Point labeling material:
────
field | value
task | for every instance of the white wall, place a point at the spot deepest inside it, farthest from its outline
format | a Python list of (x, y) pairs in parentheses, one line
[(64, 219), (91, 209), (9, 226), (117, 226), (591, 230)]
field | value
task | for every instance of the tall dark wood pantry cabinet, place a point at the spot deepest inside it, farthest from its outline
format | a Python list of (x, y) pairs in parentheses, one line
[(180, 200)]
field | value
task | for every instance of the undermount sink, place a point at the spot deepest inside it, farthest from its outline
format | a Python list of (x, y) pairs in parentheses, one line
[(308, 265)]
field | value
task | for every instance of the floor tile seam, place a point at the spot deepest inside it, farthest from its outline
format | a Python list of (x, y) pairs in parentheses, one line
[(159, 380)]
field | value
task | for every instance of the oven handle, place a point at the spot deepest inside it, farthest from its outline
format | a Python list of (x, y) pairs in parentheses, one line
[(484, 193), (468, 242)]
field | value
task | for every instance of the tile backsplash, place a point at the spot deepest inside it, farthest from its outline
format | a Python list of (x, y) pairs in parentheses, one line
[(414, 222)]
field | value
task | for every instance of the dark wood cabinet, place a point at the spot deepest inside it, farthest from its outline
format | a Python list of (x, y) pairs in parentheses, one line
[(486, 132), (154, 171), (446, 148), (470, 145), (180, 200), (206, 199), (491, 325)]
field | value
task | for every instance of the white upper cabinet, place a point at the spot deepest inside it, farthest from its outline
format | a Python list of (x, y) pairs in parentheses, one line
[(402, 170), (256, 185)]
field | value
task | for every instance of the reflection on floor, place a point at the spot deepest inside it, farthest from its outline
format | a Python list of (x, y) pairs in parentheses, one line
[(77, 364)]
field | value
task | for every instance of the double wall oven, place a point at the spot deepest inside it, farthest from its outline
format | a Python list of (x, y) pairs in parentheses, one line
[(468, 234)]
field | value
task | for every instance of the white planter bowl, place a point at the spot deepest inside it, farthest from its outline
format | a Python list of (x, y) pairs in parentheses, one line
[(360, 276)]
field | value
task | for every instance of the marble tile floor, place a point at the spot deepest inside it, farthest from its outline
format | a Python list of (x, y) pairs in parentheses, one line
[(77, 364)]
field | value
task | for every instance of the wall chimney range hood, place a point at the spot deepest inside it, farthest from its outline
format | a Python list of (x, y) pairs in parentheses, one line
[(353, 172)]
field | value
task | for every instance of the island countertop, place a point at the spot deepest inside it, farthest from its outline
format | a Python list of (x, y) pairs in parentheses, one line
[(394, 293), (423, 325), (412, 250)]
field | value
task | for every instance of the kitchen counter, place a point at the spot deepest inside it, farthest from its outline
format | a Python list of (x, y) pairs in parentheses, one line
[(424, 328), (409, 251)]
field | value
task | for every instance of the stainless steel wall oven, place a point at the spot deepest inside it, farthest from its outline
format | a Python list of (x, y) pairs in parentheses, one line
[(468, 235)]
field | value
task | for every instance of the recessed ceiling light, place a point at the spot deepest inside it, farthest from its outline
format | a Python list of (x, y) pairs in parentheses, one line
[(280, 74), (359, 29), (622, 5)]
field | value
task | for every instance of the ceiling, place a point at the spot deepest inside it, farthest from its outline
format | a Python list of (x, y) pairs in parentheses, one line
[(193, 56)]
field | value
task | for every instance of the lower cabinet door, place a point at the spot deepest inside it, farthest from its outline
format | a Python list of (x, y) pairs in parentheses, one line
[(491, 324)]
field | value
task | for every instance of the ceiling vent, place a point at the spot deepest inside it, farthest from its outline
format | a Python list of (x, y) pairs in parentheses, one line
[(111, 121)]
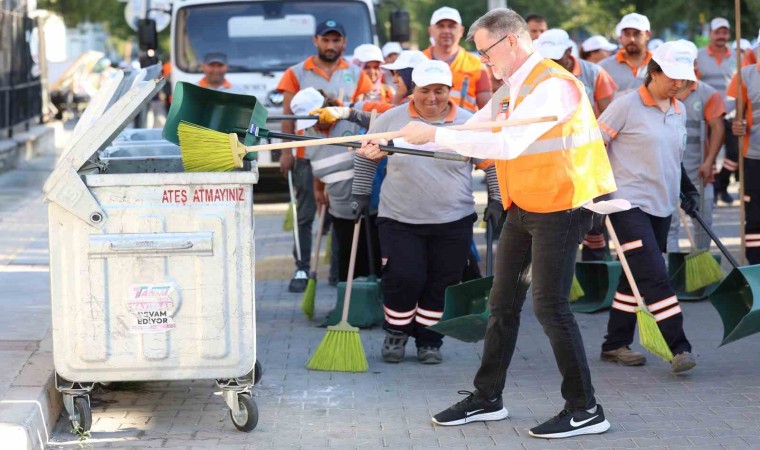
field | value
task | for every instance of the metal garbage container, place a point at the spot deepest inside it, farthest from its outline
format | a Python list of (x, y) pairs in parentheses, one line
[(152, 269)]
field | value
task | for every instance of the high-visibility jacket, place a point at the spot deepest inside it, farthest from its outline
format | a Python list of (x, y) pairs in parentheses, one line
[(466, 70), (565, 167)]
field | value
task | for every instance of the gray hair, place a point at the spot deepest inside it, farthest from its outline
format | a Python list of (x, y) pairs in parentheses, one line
────
▸ **What is needed**:
Reproduce all of the material above verbatim, omitting the pictures.

▸ **Task result**:
field | value
task | for every instance of the white wall, place a point at the spot deepest inside it, farthest from its outline
format | a Python list of (x, y) pairs in parentheses, one line
[(64, 219), (91, 209), (9, 226), (117, 226), (591, 230)]
field | value
task | for every instance of the tall dark wood pantry cabinet, place a point at the spot deepest inside it, farthest from its outline
format | a Python list of (x, y) pairs in parentheses, one line
[(180, 200)]
field | value
task | for every instance of the undermount sink, place a point at the spot deepest inside it, farthest from its outline
format | a Python list of (x, y) pairs in parentheses, one line
[(308, 265)]
field | value
task | for every instance of the floor tile seam, place a point at the spot deepest inside it, farthest from its outline
format | a Python list of (x, y) pairs in parentheses, one line
[(159, 380)]
field | value
task | for every instance of the oven handle, place a point at the spot deepest inside it, farthest from its outline
format | a Python list of (x, y) pairs in parentheses, one line
[(484, 193), (468, 242)]
field | value
task | for every instance of the tile backsplash, place a point at the spot deepest inside it, farthest from its outline
format | a Python list of (x, y) pairs in parentheses, one line
[(414, 222)]
field | value
task | for every instance of the dark wood cabinet, place a point at the spot deepest inside it, farthest from its outline
format | a Python list of (x, y) pairs in parentheses, one line
[(486, 132), (154, 171), (446, 148), (470, 145), (180, 200), (206, 199), (491, 325)]
field | value
task | for every instance of the white upper cabinet, place a point at the spot deepest inside it, farthest from its outline
format | a Python list of (x, y) pairs in parentheses, one line
[(402, 170), (256, 185)]
field | value
task | for every instance of the reflection on floor, place a point at the spot deepest inside it, farthest from its outline
format | a Python list of (x, y) pairs in parentheses, one line
[(77, 364)]
field | value
task | for every instance of the double wall oven, place a point at the spot deepest inside it, farthest from its outline
format | a Python list of (x, y) pairs in parentheses, one line
[(468, 234)]
field | value
task | for every instance of the white planter bowl, place a point at the spot deepest inside it, farthest from its outline
format | a Python list of (x, y) pairs in parentheses, one line
[(360, 276)]
field | value
task | for every instance of the marble tile floor, place a point at the spot deepest inside it, farthest from its outline
format | a Python list of (x, y) pairs in parentheses, one line
[(77, 364)]
field | value
task | for every instance of the wall chimney range hood, place a point at the spot deepest inside it, farthest from its outline
format | a Python list of (x, y) pairs in parentheses, one line
[(353, 172)]
field | value
task | for every instance of the island countertop, place a point at the spot deepest inside it, farthest from its outline
format | a Python list of (x, y) pairs in parentheses, one line
[(394, 293), (423, 325), (412, 250)]
field | value
task | for every instance of the kitchen counter, place a point at the spot deepest inside it, farthest from its outline
format | a Python list of (x, y) pairs in parentheses, one line
[(424, 328), (409, 251)]
field | value
task | for every instance of the stainless steel wall oven, place a point at the spot deepest inside it, farthest from its outline
format | a Python list of (x, y) pairs in parentheses, one line
[(468, 235)]
field | value
task | for every instance of the recessed ceiling light, place a point at the spot deepest inside it, farthest from its outline
format | a Python list of (x, y) pairs in parentheses, one line
[(280, 74), (359, 29), (622, 5)]
field | value
task | for every instance of the ceiling, place a point at the spot deepest inside it, farthest from its outline
format | a Python list of (x, y) pairs in parentheses, one line
[(193, 56)]
field | value
task | for every instance of the lower cabinet door, place a point at the spot deepest inside it, farthest from its outline
format | a Python list of (x, y) pairs in parentheses, one line
[(491, 324)]
field | value
task | for every instance of the ceiling vent, place a point at the spot deepest inside it, farthest from its outline
format | a Python list of (x, y) pairs in parentheses, one line
[(111, 121)]
field | value
task | for every instance of the metal garbage container, place a point at the spot deepest inside it, farthest from its outline
format | a Python list of (x, y) pairs in parentheses, one line
[(152, 269)]
field | value
task | for every instance of the high-visibility jacket, place a point at the spot deepest inside it, farthest from its outline
format | a Python list of (x, y) pairs in parentheses, one line
[(466, 70), (565, 167)]
field | value
task | for every instance of the gray hair, place a point at the spot deepest inside it, farthest from its outline
format | a Python list of (x, y) pairs in parentheses, one line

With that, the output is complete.